§ **Условие задания**: Приведите все строки, где встречается слово «pink». Регистр букв имеет значение.

+++ Исходные данные

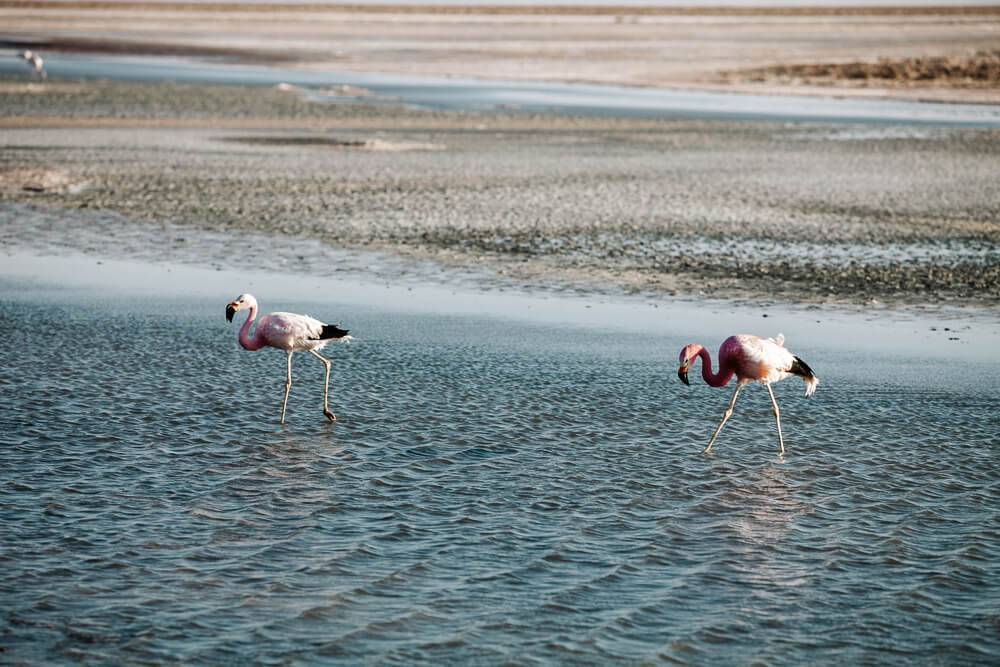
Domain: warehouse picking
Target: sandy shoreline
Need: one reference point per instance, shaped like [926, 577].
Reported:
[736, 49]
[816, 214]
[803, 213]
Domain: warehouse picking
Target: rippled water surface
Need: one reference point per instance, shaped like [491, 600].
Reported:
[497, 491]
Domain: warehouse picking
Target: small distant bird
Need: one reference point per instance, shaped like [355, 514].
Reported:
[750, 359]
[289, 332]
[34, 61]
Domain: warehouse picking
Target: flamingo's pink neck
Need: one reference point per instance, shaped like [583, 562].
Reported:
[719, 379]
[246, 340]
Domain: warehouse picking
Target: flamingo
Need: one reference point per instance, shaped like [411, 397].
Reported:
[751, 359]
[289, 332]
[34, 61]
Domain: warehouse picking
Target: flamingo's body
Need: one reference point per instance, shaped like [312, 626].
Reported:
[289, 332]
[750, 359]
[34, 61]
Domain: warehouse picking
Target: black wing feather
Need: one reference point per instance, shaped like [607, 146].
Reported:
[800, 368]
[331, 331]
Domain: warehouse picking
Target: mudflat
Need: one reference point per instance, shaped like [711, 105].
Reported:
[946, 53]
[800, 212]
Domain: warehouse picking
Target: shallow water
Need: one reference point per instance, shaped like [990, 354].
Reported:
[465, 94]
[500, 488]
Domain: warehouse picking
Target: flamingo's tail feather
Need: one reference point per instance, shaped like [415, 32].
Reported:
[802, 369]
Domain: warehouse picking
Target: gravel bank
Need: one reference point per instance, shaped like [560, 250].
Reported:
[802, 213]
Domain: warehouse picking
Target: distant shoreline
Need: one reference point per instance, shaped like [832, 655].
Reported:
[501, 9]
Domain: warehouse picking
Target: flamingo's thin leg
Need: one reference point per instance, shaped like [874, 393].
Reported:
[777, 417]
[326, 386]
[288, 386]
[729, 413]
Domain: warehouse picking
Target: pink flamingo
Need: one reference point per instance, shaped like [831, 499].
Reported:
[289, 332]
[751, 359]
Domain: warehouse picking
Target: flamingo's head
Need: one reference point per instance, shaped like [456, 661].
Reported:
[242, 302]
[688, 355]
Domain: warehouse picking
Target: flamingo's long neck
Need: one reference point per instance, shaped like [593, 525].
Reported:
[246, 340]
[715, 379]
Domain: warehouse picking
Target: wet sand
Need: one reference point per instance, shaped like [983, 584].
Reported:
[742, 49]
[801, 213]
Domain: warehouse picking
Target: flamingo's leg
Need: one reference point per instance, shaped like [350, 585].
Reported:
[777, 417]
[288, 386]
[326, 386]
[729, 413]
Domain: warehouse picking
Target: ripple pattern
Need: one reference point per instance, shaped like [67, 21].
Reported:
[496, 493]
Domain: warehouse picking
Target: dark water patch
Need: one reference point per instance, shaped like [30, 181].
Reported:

++++++

§ **Результат**:
Target: flamingo's pink neck
Target: pink flamingo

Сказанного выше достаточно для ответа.